DATASET EXTRACT:
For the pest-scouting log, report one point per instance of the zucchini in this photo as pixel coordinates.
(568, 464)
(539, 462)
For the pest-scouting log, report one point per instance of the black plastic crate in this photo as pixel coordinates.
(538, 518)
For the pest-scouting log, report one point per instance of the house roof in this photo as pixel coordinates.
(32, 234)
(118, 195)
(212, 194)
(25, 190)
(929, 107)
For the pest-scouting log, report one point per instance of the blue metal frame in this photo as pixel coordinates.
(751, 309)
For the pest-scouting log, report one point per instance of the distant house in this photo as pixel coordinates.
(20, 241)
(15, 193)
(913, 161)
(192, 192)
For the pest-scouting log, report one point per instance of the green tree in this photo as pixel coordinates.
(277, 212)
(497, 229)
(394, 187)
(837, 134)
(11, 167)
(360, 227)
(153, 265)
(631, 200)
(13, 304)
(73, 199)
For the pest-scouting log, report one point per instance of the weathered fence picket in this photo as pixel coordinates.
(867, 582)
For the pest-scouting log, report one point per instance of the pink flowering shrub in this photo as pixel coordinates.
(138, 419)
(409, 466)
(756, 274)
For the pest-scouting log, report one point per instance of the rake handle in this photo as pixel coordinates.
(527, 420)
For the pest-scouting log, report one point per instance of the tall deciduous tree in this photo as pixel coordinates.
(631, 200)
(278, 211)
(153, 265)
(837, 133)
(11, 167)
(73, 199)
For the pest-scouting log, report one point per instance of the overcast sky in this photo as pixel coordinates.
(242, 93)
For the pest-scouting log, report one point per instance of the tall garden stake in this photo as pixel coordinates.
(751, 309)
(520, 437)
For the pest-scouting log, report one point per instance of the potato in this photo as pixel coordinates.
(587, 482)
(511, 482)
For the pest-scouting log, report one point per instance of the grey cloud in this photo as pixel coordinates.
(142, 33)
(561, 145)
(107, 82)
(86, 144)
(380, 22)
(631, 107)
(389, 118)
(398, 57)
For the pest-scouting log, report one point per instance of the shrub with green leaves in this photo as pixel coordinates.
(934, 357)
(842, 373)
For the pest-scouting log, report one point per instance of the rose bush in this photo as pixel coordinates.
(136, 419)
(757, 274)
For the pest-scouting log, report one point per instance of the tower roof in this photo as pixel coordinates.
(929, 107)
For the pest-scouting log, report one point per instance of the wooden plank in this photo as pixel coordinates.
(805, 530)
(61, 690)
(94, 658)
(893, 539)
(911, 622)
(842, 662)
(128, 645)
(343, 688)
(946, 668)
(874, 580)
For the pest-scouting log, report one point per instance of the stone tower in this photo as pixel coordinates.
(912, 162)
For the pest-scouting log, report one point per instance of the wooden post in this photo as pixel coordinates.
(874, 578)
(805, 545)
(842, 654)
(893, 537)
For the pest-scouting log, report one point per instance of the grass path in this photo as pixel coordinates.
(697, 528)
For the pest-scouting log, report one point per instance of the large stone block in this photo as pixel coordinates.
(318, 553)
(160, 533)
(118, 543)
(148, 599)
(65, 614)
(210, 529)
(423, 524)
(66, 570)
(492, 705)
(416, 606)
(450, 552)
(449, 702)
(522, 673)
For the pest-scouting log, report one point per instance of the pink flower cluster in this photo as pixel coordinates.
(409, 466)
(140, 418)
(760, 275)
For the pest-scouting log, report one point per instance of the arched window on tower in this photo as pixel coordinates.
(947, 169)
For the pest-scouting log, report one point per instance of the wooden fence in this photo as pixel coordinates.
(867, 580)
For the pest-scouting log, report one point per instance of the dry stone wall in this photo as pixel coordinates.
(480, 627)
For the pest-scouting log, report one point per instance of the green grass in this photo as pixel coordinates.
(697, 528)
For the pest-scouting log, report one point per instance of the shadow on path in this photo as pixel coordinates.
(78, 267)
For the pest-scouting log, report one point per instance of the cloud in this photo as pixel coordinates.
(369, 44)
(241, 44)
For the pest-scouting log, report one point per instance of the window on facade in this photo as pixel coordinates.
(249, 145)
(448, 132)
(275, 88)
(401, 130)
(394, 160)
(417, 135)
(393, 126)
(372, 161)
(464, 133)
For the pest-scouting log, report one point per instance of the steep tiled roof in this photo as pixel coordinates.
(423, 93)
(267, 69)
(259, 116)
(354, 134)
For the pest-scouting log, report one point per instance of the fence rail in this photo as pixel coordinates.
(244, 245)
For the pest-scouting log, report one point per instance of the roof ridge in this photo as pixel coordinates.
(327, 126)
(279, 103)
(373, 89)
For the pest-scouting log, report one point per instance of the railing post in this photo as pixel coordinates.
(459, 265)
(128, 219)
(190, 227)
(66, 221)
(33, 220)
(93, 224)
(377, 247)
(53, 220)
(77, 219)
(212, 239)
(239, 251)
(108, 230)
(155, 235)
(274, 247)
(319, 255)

EXERCISE PROMPT:
Every line above should be printed again exactly as it stands.

WRITTEN ANSWER:
For the pest-scouting log, report one point per instance of the zucchini in this photo as pixel coordinates.
(568, 464)
(539, 462)
For the pest-scouting log, report one point per instance of the black plastic crate in this photo as pixel coordinates.
(538, 518)
For the pest-scouting log, report one point per instance of the house roof in this photo as pixel coordinates.
(32, 234)
(118, 195)
(212, 194)
(25, 190)
(929, 107)
For the pest-scouting log, report one point per instance of the blue metal frame in this photo as pixel coordinates.
(751, 309)
For the pest-scouting log, report one point per instance of the distant house in this photo as pixel coordinates.
(20, 241)
(15, 193)
(913, 161)
(192, 192)
For the pest-scouting log, report one point per instance of the green tree in this photo as pixel coordinates.
(277, 212)
(497, 229)
(394, 187)
(837, 134)
(11, 167)
(360, 227)
(153, 265)
(631, 200)
(13, 304)
(73, 199)
For the pest-scouting log, report one point per instance of the weathered fence picket in this photo as pixel coordinates.
(867, 582)
For the pest-scouting log, report one point per instance of the pink flowering shrub in this photo as pixel coordinates.
(138, 419)
(409, 466)
(756, 274)
For the pest-scouting log, report one point per instance of the rake handle in this photo as pixel coordinates.
(527, 420)
For the pest-scouting log, report one point per instance of the tall deciduous tree in this photo as pixel coordinates.
(631, 200)
(278, 211)
(153, 265)
(837, 133)
(11, 167)
(73, 199)
For the pest-scouting log, report one point per instance of the overcast sky in this photo as pixel coordinates.
(242, 93)
For the pest-scouting log, report one point per instance of the tall garden stake in this photo as pixel coordinates.
(751, 309)
(520, 437)
For the pest-scouting log, report one point per instance of the potato in this photo as pixel coordinates.
(587, 482)
(511, 482)
For the pest-scouting log, report one point per instance of the grey cloud in this photo as pixel coordinates.
(142, 33)
(561, 145)
(107, 82)
(86, 144)
(380, 22)
(631, 107)
(389, 118)
(398, 57)
For the pest-scouting log, report one point per instance of the shrub with green leaves in this photo as pixel coordinates.
(934, 357)
(842, 373)
For the pest-scouting log, report one point per instance of the rose bush in this photo as pixel coordinates.
(136, 419)
(757, 274)
For the pest-scouting log, report one point per instance of the tower roof in this photo as pixel coordinates.
(929, 107)
For the pest-scouting log, report one point per instance of the wooden plank in this photo as pixel coordinates.
(805, 530)
(61, 690)
(94, 658)
(893, 539)
(911, 622)
(842, 662)
(128, 645)
(343, 688)
(946, 668)
(874, 580)
For the pest-scouting log, report one point per instance of the stone tower in this photo as pixel coordinates.
(912, 162)
For the pest-scouting log, report one point per instance of the wooden post in this photo as pixel coordinates.
(874, 578)
(805, 545)
(842, 654)
(893, 537)
For the pest-scouting log, report one point per instance of the grass path in this photo as pixel coordinates.
(697, 528)
For the pest-scouting log, report one point per instance of the large stone block in this photo as pixel coordinates.
(318, 553)
(160, 533)
(118, 543)
(148, 599)
(65, 614)
(210, 529)
(423, 524)
(66, 570)
(492, 705)
(416, 606)
(450, 552)
(449, 702)
(522, 673)
For the pest-scouting log, report one point per instance of the pink flower cluster in this photo as pixel coordinates.
(409, 466)
(140, 418)
(760, 275)
For the pest-scouting log, report one point per instance of the arched window on tower in this photo as pixel coordinates.
(947, 169)
For the pest-scouting log, report one point per instance of the wooden fence in this photo as pixel coordinates.
(867, 580)
For the pest-scouting log, report one point per instance of the dry stone wall in this photo as pixel coordinates.
(480, 627)
For the pest-scouting log, report one point per instance of the green grass in this photo as pixel coordinates.
(697, 528)
For the pest-scouting log, report one point per instance of the shadow on path in this photo as pixel coordinates.
(78, 267)
For the pest-scouting log, report one point per instance of the cloud in this photo as pixel coordinates.
(369, 44)
(241, 44)
For the pest-scouting log, report one point per instance of the window on facade in this photo as pixel coordinates.
(249, 145)
(448, 132)
(275, 88)
(401, 130)
(394, 160)
(417, 135)
(393, 126)
(372, 161)
(464, 133)
For the pest-scouting log, report one point per instance of the steep tiled roof in this photo as pixel coordinates.
(423, 93)
(267, 69)
(259, 116)
(354, 134)
For the pest-scouting log, report one point per instance of the fence rail in this photo as pixel coordinates.
(244, 245)
For the pest-scouting log, report one point per instance of the roof ridge in this photo as pixel coordinates.
(327, 126)
(279, 103)
(373, 89)
For the pest-scouting log, report one point per instance of the railing post in this photo as pixel coordinates.
(459, 265)
(128, 219)
(190, 227)
(66, 221)
(33, 220)
(93, 224)
(377, 247)
(53, 220)
(77, 219)
(212, 239)
(239, 251)
(108, 230)
(155, 235)
(274, 247)
(319, 255)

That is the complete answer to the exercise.